> **Task prompt**:
Report each line from the data below that holds the word "fern".

> **Records for this exercise**:
__________________________________________________

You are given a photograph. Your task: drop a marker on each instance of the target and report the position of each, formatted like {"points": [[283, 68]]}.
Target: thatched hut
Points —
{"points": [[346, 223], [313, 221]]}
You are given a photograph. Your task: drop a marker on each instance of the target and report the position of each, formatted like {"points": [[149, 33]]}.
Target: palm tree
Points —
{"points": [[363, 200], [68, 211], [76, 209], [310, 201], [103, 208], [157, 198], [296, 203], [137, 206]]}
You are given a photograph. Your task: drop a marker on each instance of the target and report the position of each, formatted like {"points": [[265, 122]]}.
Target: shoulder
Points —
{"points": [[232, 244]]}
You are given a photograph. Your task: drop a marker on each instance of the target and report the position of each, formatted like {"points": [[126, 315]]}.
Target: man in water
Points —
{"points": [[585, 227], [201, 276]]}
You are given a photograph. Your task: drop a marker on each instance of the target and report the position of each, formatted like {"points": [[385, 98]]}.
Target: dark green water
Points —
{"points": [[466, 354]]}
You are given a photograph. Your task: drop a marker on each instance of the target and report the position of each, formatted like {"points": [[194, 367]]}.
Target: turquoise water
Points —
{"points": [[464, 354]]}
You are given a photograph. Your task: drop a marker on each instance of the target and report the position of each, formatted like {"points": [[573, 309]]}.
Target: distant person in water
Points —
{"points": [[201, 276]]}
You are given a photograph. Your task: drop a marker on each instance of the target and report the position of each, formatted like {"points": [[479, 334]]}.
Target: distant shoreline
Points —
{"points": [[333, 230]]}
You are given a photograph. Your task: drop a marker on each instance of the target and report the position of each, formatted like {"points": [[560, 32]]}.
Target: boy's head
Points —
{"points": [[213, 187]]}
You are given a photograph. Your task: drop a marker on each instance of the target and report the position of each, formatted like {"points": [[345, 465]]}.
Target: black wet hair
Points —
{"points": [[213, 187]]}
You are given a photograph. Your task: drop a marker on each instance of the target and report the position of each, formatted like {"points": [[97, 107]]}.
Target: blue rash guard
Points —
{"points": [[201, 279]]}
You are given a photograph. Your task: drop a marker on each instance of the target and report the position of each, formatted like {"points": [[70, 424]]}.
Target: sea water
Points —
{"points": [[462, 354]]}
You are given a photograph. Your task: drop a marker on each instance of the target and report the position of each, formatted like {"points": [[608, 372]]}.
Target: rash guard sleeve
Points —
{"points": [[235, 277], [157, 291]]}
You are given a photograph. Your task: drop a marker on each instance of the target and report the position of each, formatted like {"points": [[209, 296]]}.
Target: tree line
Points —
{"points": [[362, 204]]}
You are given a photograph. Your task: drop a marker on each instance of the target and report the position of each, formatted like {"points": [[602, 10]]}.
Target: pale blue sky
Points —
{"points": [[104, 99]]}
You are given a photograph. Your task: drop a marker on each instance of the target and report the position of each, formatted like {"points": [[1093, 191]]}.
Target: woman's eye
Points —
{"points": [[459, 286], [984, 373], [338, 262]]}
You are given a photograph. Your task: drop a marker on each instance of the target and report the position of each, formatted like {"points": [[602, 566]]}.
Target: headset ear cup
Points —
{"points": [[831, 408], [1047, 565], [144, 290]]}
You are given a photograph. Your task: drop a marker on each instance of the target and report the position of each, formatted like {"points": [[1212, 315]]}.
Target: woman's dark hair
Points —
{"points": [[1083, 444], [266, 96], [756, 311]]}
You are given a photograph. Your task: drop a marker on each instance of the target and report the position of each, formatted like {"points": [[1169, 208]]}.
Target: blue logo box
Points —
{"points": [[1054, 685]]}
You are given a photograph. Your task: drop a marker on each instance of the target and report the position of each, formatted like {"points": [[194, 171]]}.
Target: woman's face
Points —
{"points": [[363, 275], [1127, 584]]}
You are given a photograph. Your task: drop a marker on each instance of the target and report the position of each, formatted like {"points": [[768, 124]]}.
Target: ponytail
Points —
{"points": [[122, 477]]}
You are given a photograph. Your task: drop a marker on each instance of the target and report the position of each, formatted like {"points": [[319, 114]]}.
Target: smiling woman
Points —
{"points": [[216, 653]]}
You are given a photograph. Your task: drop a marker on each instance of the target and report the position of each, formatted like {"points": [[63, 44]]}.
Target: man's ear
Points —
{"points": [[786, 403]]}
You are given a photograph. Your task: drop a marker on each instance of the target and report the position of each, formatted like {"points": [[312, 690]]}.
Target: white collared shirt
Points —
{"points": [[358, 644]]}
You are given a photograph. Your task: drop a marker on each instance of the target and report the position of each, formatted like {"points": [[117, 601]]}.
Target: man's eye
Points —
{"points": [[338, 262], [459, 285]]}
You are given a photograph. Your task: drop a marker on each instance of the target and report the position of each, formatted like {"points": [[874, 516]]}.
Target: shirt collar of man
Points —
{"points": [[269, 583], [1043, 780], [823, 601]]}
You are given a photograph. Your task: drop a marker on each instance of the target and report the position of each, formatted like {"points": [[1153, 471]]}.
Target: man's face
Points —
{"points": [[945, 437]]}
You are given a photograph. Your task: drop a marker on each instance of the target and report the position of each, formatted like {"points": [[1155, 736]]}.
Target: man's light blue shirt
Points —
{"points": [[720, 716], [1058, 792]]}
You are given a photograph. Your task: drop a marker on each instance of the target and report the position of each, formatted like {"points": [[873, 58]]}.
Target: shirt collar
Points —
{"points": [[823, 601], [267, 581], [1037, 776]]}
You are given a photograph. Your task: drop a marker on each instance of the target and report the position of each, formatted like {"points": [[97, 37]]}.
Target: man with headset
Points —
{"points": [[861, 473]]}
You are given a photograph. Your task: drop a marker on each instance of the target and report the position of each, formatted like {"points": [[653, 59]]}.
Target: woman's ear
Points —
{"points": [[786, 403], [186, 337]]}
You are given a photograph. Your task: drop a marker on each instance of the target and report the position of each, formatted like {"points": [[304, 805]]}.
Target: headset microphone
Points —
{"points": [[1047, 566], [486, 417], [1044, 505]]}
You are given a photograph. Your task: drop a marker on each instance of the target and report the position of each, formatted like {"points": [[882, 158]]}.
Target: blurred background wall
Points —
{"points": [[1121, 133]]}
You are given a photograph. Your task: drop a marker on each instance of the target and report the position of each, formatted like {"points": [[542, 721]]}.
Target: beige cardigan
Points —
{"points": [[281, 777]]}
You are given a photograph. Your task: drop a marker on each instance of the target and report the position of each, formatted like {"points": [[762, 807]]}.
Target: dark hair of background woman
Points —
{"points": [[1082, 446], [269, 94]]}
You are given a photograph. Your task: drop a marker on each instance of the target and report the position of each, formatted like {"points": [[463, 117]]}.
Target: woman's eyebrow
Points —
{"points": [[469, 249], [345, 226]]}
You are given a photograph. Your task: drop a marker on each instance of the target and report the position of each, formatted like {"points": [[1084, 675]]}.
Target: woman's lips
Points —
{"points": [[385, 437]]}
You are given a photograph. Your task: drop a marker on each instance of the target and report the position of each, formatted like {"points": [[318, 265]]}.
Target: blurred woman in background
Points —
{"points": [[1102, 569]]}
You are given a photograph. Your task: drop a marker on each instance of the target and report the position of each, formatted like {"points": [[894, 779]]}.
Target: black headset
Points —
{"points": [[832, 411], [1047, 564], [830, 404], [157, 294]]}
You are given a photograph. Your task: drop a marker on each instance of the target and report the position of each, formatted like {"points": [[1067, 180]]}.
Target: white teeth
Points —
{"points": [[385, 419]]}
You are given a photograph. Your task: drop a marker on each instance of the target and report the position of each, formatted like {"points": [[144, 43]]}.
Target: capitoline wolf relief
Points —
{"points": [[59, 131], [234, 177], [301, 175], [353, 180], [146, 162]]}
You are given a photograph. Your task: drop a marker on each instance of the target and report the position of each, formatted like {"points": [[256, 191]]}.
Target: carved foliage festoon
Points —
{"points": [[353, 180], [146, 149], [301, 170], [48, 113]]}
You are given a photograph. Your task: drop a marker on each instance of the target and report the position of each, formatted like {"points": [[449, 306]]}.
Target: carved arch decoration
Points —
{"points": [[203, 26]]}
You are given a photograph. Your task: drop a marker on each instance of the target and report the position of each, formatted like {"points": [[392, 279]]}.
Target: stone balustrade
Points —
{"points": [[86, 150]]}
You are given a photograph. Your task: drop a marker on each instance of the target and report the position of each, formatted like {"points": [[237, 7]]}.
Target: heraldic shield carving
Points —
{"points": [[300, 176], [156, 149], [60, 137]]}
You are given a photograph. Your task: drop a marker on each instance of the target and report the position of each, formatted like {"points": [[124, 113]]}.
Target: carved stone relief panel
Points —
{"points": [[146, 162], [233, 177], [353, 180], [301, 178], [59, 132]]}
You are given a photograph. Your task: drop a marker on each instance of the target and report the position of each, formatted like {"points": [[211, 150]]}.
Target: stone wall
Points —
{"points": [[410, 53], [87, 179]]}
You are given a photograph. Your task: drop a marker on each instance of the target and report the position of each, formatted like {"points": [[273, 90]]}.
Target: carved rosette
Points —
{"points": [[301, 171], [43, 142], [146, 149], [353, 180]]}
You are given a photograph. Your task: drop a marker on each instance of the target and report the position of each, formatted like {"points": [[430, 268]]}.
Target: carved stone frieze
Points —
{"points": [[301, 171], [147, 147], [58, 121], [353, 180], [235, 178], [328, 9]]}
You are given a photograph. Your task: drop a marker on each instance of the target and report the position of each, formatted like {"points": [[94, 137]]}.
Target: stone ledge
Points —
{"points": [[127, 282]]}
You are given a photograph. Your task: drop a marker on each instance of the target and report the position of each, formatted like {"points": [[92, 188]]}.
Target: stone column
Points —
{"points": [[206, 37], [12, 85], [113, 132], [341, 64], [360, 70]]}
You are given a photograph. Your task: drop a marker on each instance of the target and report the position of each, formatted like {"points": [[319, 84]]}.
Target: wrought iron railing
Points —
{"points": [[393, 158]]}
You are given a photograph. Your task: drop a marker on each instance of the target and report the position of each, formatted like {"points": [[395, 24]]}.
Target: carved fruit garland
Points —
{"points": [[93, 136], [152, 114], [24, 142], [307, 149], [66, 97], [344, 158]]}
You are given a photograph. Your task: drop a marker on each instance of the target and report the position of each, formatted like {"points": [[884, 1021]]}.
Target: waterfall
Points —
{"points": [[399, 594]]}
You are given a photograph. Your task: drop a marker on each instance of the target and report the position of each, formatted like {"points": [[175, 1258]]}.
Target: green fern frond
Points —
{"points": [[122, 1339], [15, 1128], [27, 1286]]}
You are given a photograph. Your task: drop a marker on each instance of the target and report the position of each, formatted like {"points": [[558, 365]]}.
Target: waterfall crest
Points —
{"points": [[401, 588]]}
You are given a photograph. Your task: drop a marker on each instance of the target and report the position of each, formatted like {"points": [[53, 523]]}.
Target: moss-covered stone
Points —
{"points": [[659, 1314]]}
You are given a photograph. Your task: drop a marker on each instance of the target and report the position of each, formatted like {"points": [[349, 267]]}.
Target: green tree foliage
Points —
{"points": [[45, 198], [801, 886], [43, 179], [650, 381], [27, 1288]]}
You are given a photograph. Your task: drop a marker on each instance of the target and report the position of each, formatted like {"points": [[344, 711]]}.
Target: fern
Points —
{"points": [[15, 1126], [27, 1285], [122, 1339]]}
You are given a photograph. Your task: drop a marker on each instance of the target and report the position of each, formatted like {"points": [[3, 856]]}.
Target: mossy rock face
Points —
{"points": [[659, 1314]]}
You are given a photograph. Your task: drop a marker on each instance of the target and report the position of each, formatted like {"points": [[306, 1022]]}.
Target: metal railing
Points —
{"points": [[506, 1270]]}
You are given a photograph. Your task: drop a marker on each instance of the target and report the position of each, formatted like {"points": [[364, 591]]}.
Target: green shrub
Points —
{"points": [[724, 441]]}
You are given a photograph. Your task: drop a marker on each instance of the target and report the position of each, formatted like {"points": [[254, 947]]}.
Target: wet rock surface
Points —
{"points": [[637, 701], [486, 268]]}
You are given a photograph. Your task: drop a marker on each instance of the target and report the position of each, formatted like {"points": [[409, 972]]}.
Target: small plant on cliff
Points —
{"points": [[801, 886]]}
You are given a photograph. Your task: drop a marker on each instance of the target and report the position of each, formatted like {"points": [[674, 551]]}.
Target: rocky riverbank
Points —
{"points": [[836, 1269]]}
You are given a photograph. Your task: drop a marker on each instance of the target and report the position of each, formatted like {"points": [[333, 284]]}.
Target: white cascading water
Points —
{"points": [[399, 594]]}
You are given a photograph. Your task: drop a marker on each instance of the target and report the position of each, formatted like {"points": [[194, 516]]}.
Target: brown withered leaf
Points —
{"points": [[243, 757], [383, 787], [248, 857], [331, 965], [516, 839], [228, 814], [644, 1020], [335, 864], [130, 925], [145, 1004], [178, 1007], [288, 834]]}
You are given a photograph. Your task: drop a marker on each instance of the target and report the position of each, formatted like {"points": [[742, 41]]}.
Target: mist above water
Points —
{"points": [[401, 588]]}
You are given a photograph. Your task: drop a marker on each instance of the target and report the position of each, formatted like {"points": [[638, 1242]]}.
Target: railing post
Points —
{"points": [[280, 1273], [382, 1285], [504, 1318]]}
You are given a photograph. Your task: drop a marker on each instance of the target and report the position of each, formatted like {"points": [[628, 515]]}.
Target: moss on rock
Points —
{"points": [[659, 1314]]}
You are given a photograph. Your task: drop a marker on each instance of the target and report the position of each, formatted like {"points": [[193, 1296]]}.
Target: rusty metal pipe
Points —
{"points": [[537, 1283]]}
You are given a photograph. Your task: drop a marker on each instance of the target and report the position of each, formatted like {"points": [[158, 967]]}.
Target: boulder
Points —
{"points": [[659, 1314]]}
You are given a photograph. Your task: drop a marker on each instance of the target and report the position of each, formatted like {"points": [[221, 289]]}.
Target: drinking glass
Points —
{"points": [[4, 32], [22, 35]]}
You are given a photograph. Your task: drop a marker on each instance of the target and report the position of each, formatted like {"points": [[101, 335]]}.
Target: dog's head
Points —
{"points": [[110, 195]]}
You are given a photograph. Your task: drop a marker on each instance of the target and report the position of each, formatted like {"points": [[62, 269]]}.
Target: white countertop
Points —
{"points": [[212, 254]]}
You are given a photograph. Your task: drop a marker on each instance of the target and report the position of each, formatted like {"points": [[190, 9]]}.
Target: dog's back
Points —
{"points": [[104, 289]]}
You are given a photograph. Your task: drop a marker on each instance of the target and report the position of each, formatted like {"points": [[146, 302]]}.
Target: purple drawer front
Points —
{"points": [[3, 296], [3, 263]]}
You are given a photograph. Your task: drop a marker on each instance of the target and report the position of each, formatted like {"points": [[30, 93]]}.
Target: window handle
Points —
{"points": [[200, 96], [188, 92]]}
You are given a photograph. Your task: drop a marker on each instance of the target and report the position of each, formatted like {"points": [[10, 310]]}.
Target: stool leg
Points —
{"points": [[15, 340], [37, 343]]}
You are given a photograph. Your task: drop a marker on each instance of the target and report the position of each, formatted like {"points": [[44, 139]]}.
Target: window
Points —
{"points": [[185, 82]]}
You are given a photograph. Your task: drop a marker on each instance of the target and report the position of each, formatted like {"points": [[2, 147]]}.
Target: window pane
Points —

__________________________________________________

> **Exercise answer**:
Target: green fern frond
Target: fern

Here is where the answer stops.